* What you will do *
Each line from the one that holds "# Returns boxes" to the end of the records is to be retyped exactly. Pictures are not part of the copy.

* Extracted material *
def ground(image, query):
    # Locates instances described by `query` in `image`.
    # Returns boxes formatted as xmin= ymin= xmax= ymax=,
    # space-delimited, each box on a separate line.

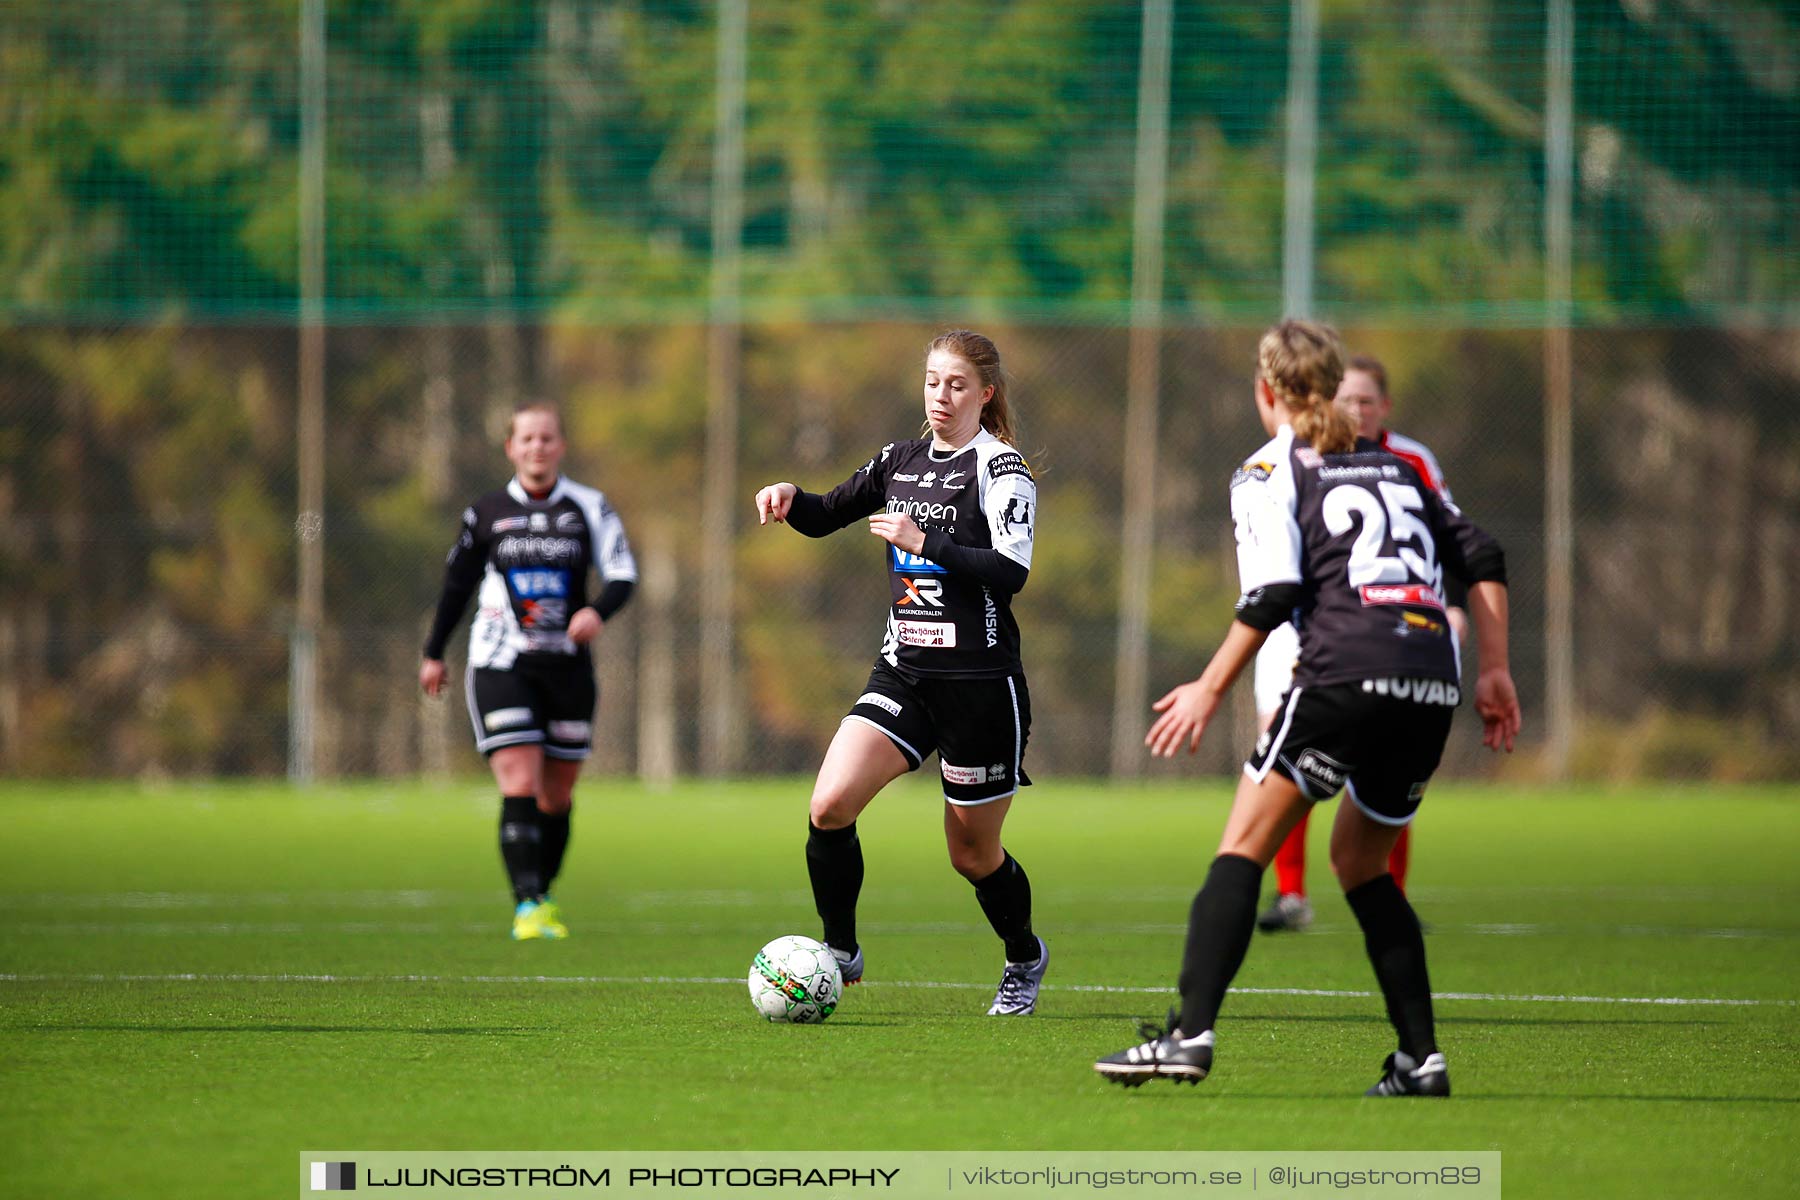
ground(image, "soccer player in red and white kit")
xmin=1253 ymin=355 xmax=1468 ymax=933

* Your response *
    # Returns boxes formatted as xmin= ymin= xmax= ymax=,
    # space-delimited, each box on a separate line.

ground(image, "soccer player in red and white kit")
xmin=1253 ymin=355 xmax=1468 ymax=933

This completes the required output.